- RAW RECORDS
——
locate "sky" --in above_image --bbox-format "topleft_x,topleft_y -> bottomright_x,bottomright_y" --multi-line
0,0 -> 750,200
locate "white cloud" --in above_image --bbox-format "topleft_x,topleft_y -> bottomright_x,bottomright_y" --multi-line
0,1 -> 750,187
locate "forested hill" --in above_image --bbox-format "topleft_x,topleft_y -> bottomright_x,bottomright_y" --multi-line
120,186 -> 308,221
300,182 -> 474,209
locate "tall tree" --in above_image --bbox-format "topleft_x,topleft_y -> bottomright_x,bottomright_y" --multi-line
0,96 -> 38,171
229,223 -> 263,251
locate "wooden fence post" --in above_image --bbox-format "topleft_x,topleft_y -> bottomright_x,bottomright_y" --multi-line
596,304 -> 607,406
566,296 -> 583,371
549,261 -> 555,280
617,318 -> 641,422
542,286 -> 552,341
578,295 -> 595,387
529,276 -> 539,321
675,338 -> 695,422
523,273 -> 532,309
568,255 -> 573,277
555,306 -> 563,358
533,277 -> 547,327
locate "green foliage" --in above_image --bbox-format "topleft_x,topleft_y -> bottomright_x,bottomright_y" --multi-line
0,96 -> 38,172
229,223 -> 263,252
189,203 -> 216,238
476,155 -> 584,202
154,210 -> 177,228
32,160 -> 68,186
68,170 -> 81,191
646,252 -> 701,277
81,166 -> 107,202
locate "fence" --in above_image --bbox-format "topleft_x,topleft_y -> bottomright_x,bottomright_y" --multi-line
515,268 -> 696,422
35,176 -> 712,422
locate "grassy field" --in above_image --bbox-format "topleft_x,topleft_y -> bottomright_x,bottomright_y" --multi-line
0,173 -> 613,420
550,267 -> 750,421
——
- EXERCISE GOAL
Rewrite the entries from the first line through the line with "0,1 -> 750,187", substituting "gray cloud" for "white cloud" and leaving everything else unchanged.

- OUTPUT FOR THIS TASK
locate "sky" --in above_image --bbox-format "topleft_x,topleft_y -> bottomright_x,bottomright_y" --multi-line
0,0 -> 750,200
locate "gray cloud" --in above_image --bbox-format "topleft_x,topleft_y -> bottomright_x,bottomright_y" --multi-line
0,1 -> 750,187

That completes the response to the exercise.